[Natural language region descriptions]
══════

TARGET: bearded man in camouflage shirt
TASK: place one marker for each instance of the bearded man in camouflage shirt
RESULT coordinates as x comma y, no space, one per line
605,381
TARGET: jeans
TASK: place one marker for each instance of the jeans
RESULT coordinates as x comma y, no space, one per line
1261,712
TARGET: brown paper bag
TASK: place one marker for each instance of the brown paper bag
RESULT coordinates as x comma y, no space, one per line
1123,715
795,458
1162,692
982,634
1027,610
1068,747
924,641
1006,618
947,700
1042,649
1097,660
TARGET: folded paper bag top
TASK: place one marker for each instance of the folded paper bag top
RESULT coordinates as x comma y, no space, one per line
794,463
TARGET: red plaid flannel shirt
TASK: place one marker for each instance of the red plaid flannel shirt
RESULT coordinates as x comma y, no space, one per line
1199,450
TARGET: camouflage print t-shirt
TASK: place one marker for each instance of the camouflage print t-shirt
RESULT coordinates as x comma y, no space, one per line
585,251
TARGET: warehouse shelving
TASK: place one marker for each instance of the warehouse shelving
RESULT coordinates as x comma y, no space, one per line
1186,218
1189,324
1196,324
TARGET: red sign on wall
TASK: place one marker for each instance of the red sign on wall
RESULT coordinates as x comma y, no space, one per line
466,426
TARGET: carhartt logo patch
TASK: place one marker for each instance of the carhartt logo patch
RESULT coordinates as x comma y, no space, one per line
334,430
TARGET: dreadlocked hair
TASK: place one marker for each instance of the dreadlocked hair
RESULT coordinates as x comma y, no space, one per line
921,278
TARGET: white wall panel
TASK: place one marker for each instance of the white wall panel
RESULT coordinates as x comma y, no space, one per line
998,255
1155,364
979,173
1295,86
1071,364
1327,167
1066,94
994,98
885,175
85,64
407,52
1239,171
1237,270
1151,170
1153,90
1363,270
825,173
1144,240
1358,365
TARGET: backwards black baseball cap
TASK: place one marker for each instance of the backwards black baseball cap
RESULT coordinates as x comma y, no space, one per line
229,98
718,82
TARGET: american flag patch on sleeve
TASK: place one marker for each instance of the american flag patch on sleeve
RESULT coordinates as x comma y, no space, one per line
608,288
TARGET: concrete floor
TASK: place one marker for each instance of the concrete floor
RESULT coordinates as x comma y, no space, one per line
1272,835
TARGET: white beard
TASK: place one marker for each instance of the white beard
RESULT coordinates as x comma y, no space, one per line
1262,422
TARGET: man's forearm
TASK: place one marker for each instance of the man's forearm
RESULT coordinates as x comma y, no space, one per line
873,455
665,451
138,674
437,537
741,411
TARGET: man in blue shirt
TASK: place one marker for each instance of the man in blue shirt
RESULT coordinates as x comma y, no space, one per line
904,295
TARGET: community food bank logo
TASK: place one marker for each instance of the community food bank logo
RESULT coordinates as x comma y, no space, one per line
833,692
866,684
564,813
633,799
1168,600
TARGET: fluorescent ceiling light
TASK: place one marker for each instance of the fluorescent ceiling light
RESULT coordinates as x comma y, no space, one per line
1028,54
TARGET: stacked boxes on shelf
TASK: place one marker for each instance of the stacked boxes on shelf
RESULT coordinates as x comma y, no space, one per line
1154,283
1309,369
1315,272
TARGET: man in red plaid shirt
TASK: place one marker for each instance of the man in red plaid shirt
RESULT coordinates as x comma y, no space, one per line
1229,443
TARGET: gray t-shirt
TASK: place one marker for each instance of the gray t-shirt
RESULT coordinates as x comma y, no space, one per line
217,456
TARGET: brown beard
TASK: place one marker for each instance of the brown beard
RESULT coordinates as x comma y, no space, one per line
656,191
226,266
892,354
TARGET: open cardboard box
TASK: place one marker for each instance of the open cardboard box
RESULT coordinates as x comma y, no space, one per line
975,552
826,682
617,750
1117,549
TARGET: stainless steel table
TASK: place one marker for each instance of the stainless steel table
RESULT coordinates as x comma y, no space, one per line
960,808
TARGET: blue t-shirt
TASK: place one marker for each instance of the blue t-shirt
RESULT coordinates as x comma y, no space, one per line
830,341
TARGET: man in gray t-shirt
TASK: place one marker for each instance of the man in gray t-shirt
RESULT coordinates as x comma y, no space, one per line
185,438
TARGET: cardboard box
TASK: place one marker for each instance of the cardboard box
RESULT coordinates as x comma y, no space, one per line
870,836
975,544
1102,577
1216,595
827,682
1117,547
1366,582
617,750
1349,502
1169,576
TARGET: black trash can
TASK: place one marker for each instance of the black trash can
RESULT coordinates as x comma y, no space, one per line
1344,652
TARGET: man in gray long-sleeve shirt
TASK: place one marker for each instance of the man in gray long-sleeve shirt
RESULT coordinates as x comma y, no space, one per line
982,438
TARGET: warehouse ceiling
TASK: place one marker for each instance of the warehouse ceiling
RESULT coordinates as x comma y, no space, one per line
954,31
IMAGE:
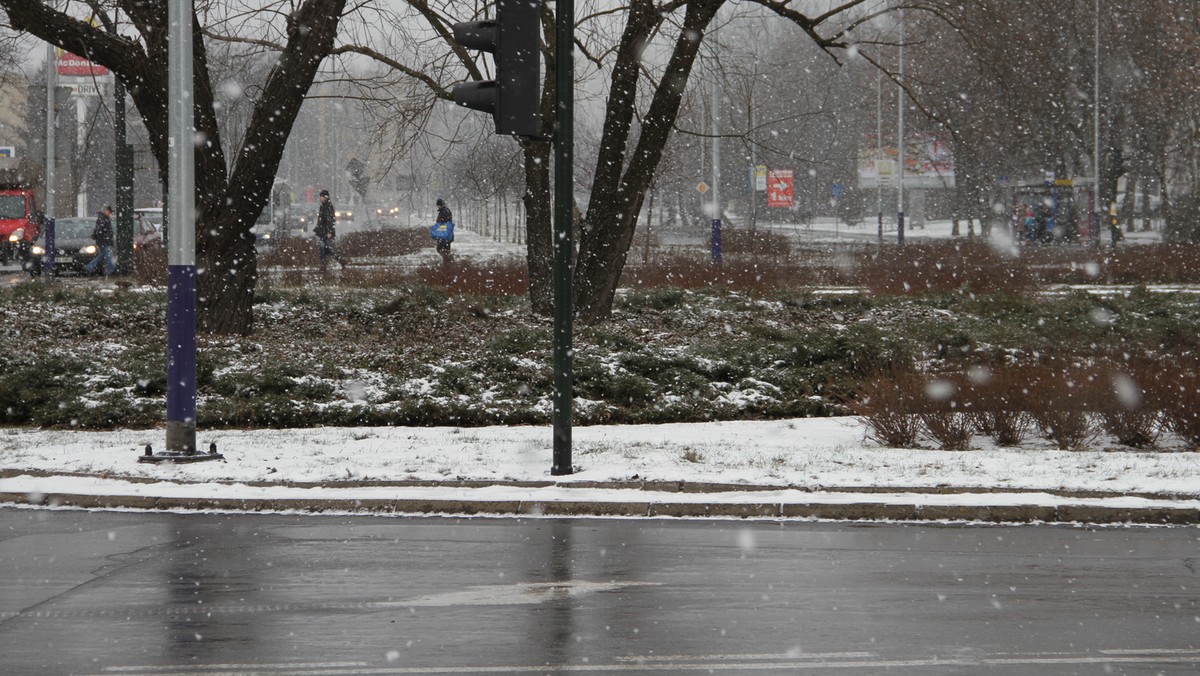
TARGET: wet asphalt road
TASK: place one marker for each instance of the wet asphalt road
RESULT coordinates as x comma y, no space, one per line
177,593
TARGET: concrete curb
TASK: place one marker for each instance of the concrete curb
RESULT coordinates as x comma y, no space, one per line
864,509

══════

== REQUIRED WORK ==
Extract exactly and only the lines above from the line containing "TARGET: man in gray long-sleeve shirt" through the line containing "TARGET: warehouse ceiling", both end lines included.

== ANSWER BOX ==
TARGET: man in gray long-sleeve shirt
TASK: place one marker for each instance of the man in gray long-sleeve shirt
RESULT coordinates as x comma y, no space, one per line
982,438
TARGET: warehouse ceiling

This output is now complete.